[SOURCE EXTRACT]:

══════════

## Module 1

### Part-1 TSNE to visualize vectors


In this section of the notebook, we will generate embeddings for sample text and plot them in a two-dimensional vector space. The purpose is to demonstrate how relationships between data points are measured through their distances from one another. We will use the t-SNE (t-Distributed Stochastic Neighbor Embedding) library to visualize these vectors. The final output will be displayed as a graph

In next cell, we will define a function to generate embeddings using the amazon.titan-embed-text-v2:0 model

In [None]:
import json
import logging
import boto3
from botocore.exceptions import ClientError

bedrock_client = boto3.client("bedrock-runtime")
embeddings_model_id = 'amazon.titan-embed-text-v2:0'


def generate_embeddings(model_id, body):
    """
    Generate a vector of embeddings for a text input using Amazon Titan Text Embeddings v2 on demand.
    Args:
        model_id (str): The model ID to use.
        body (str) : The request body to use.
    Returns:
        response (JSON): The embedding created by the model and the number of input tokens.
    """

    bedrock = boto3.client(service_name='bedrock-runtime')

    accept = "application/json"
    content_type = "application/json"

    response = bedrock.invoke_model(
        body=body, modelId=model_id, accept=accept, contentType=content_type
    )

    response_body = json.loads(response.get('body').read())

    return response_body

In the next cell we will define a function to create pandas DataFrame from a list of text strings. Creating a DataFrame from text data is a common step in natural language processing tasks, as it allows you to easily manipulate and analyze the text data using pandas' powerful data manipulation and analysis capabilities.

In [None]:
import pandas as pd

def get_embeddings_df(texts):
    df = pd.DataFrame(texts, columns=["text"])
    df["embedding"] = df["text"].apply(lambda text: generate_embeddings(embeddings_model_id, json.dumps
    ({"inputText": text, "dimensions": 1024, "normalize": True})).get('embedding'))
    return df

In the next cell, we will pass an array of texts to generate embeddings. Here, we will display each text and its corresponding vector.

══════════

[RECORD SET]:
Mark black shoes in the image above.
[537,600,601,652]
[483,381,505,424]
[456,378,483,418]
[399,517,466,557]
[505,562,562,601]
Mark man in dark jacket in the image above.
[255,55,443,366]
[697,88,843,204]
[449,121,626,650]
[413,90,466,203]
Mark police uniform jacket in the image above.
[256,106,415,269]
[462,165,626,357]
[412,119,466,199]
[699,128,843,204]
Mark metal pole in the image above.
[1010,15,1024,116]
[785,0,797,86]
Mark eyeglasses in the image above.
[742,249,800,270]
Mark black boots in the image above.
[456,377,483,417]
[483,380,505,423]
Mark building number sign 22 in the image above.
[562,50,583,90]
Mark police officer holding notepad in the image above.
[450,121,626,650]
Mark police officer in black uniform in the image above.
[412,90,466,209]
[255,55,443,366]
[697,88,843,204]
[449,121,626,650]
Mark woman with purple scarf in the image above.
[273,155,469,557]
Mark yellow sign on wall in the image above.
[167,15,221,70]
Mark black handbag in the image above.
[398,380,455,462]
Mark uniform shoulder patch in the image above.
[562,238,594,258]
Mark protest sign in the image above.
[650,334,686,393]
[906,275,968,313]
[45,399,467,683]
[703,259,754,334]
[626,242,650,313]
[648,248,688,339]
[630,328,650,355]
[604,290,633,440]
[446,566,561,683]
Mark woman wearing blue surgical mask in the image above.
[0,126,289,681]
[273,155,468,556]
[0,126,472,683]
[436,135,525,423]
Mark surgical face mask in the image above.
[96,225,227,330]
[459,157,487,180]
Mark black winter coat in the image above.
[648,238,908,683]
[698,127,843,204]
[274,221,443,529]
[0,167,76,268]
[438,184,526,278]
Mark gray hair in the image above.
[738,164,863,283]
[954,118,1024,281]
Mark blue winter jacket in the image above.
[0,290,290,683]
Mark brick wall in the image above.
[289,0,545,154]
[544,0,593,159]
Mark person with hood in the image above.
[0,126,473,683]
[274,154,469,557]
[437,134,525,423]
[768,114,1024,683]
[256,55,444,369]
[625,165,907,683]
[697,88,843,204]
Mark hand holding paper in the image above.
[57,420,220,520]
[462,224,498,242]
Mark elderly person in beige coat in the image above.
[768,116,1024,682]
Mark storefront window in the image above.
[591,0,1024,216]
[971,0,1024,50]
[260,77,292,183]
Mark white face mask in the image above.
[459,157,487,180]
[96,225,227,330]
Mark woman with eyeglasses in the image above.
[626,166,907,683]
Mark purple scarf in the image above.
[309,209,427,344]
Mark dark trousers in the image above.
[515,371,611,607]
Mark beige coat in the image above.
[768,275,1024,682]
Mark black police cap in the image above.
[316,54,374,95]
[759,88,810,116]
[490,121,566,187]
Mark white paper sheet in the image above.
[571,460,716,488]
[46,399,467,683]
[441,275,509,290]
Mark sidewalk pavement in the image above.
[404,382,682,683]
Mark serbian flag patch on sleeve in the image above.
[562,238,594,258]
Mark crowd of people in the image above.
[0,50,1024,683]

══════════

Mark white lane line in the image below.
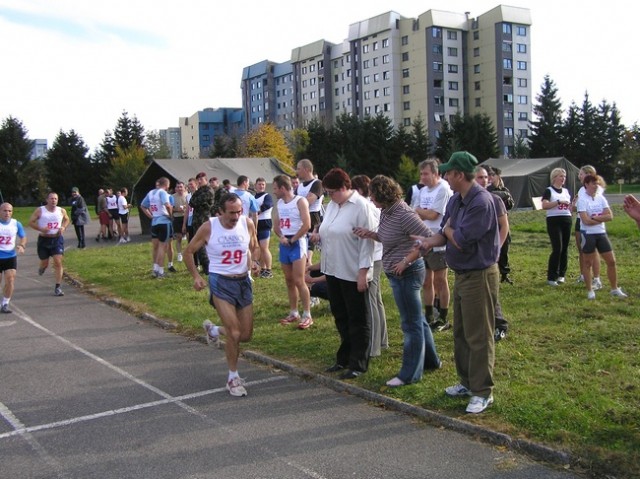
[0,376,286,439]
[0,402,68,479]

══════════

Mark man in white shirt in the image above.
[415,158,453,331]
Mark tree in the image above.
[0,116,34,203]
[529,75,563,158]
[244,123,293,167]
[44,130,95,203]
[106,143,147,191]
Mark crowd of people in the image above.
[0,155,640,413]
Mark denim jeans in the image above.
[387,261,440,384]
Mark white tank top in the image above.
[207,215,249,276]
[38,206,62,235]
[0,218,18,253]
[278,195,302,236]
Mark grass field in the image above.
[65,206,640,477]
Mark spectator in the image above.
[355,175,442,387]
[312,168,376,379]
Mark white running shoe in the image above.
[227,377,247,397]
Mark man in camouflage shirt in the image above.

══════════

Please revise the t-SNE notebook text from "Generate a vector" up to and including "model ID to use.", replacing "model ID" with "model identifier".

Generate a vector of embeddings for a text input using Amazon Titan Text Embeddings v2 on demand.
    Args:
        model_id (str): The model identifier to use.